Document extract
Welcome to the first edition of Throwback Thursday, where we cherry-pick our very earliest gaming memories for the sweet, sweet nostalgia.
The earliest memories I can recall of playing a video-game must have been around 1994 -- a combination of The Secret of Monkey Island, Myst, 3-D Dinosaur Adventure, and The Seventh Guest. I was four years old at the time and mostly illiterate, but I do remember clicking through these intricate adventures just for the thrill of some kind of reaction or change from the game. I vaguely recall we had a console or two in the house by that time, but my brothers were usually using them, so I resorted to bothering my parents to boot up these weird PC games for me.
Since Myst and Seventh Guest had this habit of scaring the living shit out of me from one second to the next (the first person perspective - particularly in dark and abandoned buildings - creeps out children, go figure!) and the beloved 3-D Dinosaur Adventure barely constituted a game, I didn't spend nearly as much time with them as with Monkey Island. That game charmed me in a way that has followed me ever since, as much in terms of gaming education as in terms of humor and wit.

Supplied information
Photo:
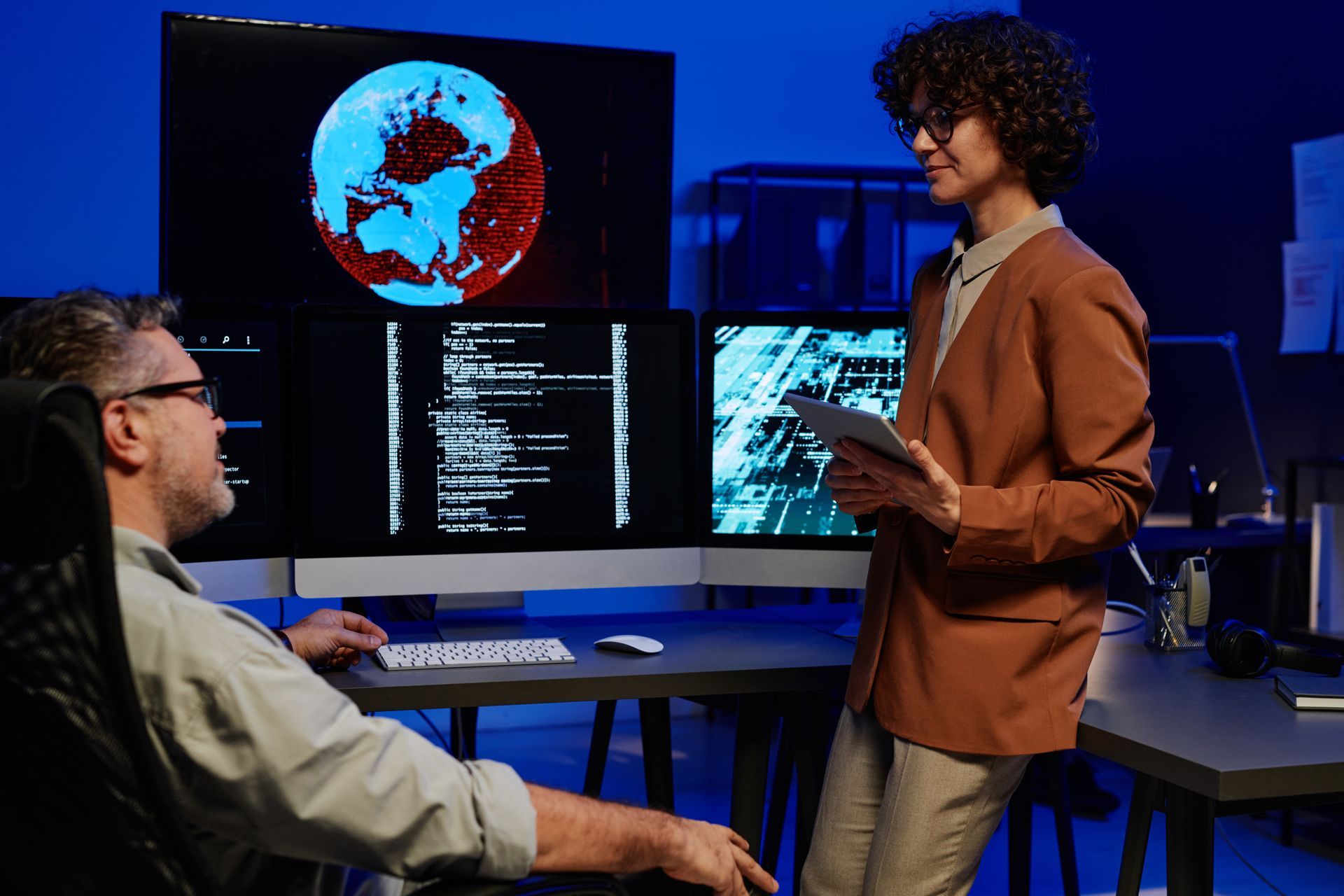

Task objective
Continue the Throwback Thursday piece on early video-game memories from the end of its last paragraph.

Answer to the problem
Even though the CD version with soundtrack came out in '92 we still had the game on floppydisk and the startup screen would play the wicked reggae theme music through the soundcard, rather than as a .wav file through the external speakers. If this doesn't tingle your spine then you must not have one:
So that plays. And then you're this dorky guy in a white shirt talking to some old dude by a fire. At the bottom of the screen there's a bunch of green verbs, next to your inventory in purple, and your cursor is a flashing white crosshair. By clicking on parts of the screen, your character (Guybrush Threepwood) will move there; by clicking the green verbs before clicking on the play area, your character will attempt to do the verb to that thing.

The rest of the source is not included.